• _RAW RECORDS_:
— Start —

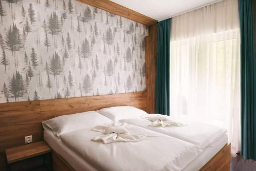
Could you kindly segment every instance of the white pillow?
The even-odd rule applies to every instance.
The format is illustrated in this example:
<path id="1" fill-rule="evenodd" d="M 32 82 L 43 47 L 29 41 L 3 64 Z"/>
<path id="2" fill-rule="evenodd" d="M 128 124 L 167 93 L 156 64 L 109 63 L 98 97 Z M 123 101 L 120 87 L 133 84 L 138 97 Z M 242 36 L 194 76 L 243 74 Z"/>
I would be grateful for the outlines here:
<path id="1" fill-rule="evenodd" d="M 45 130 L 52 131 L 58 138 L 61 134 L 98 125 L 112 123 L 110 119 L 95 111 L 62 115 L 42 122 Z"/>
<path id="2" fill-rule="evenodd" d="M 138 118 L 148 114 L 144 111 L 129 106 L 103 108 L 97 112 L 114 121 Z"/>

— End —

• _STATED GOAL_: Reproduce the full listing with "white pillow" replaced by "beige cushion" and everything else unchanged, omitting the pictures.

• _EXERCISE SOLUTION_:
Could you kindly segment every instance of the beige cushion?
The even-odd rule applies to every instance.
The format is illustrated in this example:
<path id="1" fill-rule="evenodd" d="M 32 82 L 43 47 L 29 41 L 3 64 Z"/>
<path id="2" fill-rule="evenodd" d="M 128 124 L 167 93 L 156 64 L 109 63 L 98 97 Z M 123 101 L 120 87 L 133 84 L 138 97 Z M 242 36 L 194 76 L 243 74 Z"/>
I would be grateful for the outlines here:
<path id="1" fill-rule="evenodd" d="M 45 130 L 52 131 L 58 138 L 61 134 L 98 125 L 112 123 L 110 119 L 95 111 L 62 115 L 42 122 Z"/>
<path id="2" fill-rule="evenodd" d="M 138 118 L 148 114 L 144 111 L 129 106 L 103 108 L 97 112 L 114 121 Z"/>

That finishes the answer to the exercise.